_Dataset_:
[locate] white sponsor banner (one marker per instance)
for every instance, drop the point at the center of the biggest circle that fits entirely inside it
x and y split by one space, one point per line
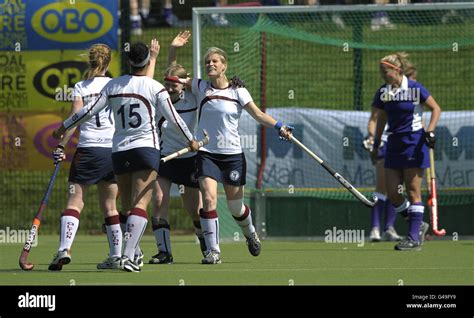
336 137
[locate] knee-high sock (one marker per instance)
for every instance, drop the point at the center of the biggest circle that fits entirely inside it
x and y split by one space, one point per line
161 229
415 218
197 228
123 222
377 210
403 208
114 235
69 224
210 229
136 224
390 214
242 216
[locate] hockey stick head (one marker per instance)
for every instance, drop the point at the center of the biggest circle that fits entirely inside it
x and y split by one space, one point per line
205 140
24 264
372 203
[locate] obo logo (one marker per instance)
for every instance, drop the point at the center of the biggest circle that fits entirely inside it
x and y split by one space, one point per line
68 23
59 76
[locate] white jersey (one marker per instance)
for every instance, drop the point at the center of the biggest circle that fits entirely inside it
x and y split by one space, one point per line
170 140
97 131
136 103
219 113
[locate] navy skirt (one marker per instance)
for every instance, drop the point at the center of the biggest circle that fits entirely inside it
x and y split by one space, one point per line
91 165
225 169
136 159
408 150
180 171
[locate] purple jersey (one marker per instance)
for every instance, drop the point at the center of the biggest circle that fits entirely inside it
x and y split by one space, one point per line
403 105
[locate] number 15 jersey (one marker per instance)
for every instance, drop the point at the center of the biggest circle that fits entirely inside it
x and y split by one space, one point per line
136 102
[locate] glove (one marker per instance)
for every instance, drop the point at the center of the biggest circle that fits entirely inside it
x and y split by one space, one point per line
237 82
430 139
58 154
283 130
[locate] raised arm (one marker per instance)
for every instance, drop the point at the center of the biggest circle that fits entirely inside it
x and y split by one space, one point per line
179 41
171 115
154 52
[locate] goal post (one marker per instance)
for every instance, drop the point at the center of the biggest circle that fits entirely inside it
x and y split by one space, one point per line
319 64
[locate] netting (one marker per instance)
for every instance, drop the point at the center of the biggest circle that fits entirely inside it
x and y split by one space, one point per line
315 58
316 67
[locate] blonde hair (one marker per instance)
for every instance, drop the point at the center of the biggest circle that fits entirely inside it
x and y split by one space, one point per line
410 71
176 70
398 61
99 57
218 51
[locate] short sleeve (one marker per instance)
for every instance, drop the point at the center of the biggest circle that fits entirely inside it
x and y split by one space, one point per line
77 92
243 96
162 95
424 93
377 101
195 85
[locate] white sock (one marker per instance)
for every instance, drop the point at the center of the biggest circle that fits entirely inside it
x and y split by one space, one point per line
136 225
114 235
162 236
197 228
242 216
69 225
210 229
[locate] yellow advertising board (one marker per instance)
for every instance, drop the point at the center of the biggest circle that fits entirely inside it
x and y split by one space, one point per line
43 80
27 142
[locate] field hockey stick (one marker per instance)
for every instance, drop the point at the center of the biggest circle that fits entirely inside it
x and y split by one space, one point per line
433 199
181 152
336 175
23 262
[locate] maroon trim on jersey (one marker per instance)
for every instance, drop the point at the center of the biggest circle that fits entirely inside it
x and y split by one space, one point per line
220 88
208 98
90 110
170 105
89 96
147 105
182 111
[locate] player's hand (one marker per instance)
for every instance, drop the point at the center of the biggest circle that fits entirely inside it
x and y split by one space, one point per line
58 133
430 139
194 145
154 49
368 143
181 39
237 82
58 154
285 132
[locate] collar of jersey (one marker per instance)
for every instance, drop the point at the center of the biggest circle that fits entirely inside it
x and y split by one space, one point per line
403 87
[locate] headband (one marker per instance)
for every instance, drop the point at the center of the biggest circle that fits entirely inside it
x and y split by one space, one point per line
391 65
142 63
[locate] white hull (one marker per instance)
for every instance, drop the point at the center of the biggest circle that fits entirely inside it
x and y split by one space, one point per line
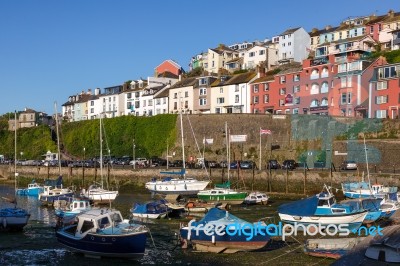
101 195
149 216
177 186
324 220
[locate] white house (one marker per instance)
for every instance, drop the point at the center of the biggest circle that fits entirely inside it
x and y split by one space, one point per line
294 45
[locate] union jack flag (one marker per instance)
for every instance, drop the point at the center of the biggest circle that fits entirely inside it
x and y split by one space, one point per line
265 131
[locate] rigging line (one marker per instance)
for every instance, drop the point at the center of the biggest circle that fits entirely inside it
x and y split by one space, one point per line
198 147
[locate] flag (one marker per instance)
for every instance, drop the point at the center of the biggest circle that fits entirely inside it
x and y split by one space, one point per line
265 131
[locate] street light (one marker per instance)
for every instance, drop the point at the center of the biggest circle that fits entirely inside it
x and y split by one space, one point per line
133 153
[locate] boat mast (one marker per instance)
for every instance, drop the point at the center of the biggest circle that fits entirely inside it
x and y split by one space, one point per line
15 150
101 154
183 143
227 149
58 140
366 160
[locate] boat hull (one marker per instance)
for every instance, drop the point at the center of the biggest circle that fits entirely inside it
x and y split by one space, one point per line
224 243
100 245
353 221
236 198
177 186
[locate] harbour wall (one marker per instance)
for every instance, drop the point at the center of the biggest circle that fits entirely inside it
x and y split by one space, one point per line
281 181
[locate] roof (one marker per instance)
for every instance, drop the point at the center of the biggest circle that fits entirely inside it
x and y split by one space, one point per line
241 78
289 31
185 83
263 79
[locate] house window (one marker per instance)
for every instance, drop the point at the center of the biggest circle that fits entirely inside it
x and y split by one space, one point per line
382 85
381 114
255 88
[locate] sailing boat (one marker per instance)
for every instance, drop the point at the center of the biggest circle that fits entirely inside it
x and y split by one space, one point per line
96 192
223 192
53 189
14 218
180 186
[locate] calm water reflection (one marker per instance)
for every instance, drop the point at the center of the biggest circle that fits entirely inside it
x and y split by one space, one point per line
37 244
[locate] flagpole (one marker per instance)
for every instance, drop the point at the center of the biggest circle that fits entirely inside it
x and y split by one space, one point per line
260 150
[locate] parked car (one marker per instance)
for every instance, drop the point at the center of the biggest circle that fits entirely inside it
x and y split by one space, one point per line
289 164
139 161
273 164
348 165
213 164
248 165
234 165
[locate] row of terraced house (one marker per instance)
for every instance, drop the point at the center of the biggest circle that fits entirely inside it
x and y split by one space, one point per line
323 72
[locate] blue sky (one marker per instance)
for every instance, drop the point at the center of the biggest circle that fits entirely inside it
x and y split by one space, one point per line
51 49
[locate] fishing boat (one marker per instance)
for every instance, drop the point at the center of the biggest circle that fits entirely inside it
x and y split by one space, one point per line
96 192
362 189
385 248
209 234
322 209
14 218
76 207
53 192
181 185
104 233
33 189
330 248
372 205
151 210
256 198
223 192
224 195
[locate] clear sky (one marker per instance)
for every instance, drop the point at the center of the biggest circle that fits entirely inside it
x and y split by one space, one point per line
52 49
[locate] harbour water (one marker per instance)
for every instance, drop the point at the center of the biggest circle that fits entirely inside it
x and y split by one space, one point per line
37 244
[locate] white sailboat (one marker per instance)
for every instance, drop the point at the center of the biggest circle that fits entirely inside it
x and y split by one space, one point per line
182 185
96 192
14 218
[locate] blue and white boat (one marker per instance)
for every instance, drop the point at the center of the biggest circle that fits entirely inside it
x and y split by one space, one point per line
33 189
372 205
152 210
322 209
104 233
76 207
362 189
218 240
13 218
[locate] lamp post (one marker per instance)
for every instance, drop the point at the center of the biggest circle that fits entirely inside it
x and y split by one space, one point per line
133 153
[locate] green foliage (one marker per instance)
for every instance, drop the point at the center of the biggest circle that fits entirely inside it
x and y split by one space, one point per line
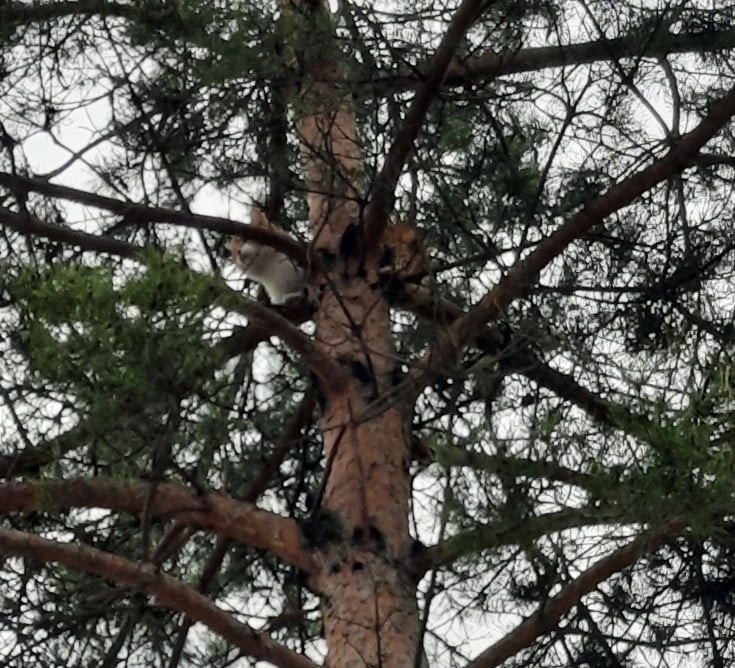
129 349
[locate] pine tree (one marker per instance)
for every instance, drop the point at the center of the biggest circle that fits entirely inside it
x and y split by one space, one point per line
516 450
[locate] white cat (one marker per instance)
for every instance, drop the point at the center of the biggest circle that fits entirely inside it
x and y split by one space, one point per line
281 277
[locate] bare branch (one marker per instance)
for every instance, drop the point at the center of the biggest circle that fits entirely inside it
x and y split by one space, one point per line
29 225
491 536
381 203
637 45
238 520
169 591
556 607
134 214
464 329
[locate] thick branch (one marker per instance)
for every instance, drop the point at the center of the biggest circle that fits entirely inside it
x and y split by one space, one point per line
547 618
524 272
134 214
29 225
487 67
384 185
492 536
326 369
169 591
238 520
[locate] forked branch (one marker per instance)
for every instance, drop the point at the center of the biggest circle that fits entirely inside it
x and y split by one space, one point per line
169 591
547 618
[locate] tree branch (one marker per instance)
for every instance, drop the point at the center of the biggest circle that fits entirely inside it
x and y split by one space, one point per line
169 591
330 373
225 516
465 328
138 214
556 607
381 202
491 536
491 65
29 225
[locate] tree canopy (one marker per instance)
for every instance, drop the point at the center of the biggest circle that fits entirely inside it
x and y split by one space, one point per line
521 454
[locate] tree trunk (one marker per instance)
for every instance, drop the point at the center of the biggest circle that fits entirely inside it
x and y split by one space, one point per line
369 594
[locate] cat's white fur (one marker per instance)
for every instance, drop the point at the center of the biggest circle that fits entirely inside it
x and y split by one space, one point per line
281 277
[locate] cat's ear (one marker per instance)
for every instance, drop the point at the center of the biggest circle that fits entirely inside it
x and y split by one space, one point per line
258 218
235 245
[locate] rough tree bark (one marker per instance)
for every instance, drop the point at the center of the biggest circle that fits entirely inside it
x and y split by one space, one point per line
369 597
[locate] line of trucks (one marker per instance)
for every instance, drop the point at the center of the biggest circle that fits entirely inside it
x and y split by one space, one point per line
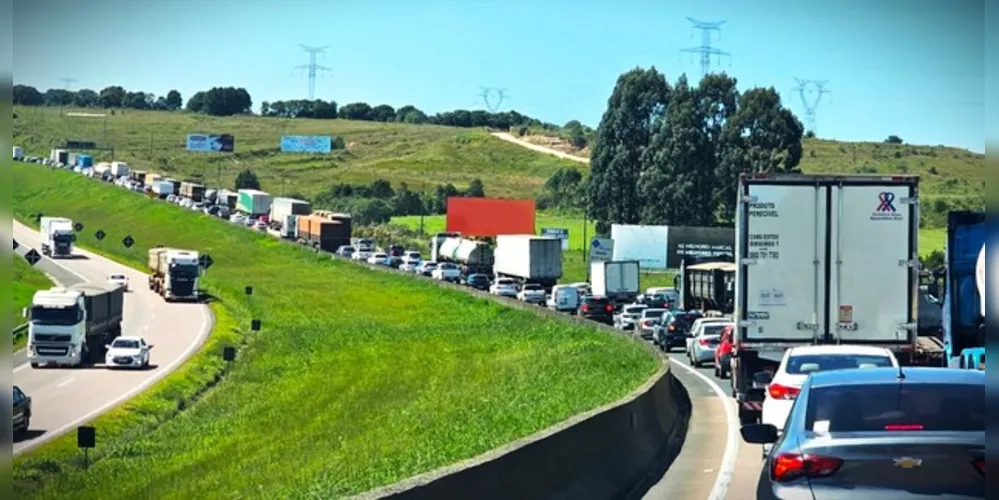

_Your objective_:
Find each line of the records above that contains the word "house" and copy those lines out.

_Task solution_:
[locate] white house (one marker per instance)
[locate] house window (one marker per instance)
[locate] row of terraced house (one marker per instance)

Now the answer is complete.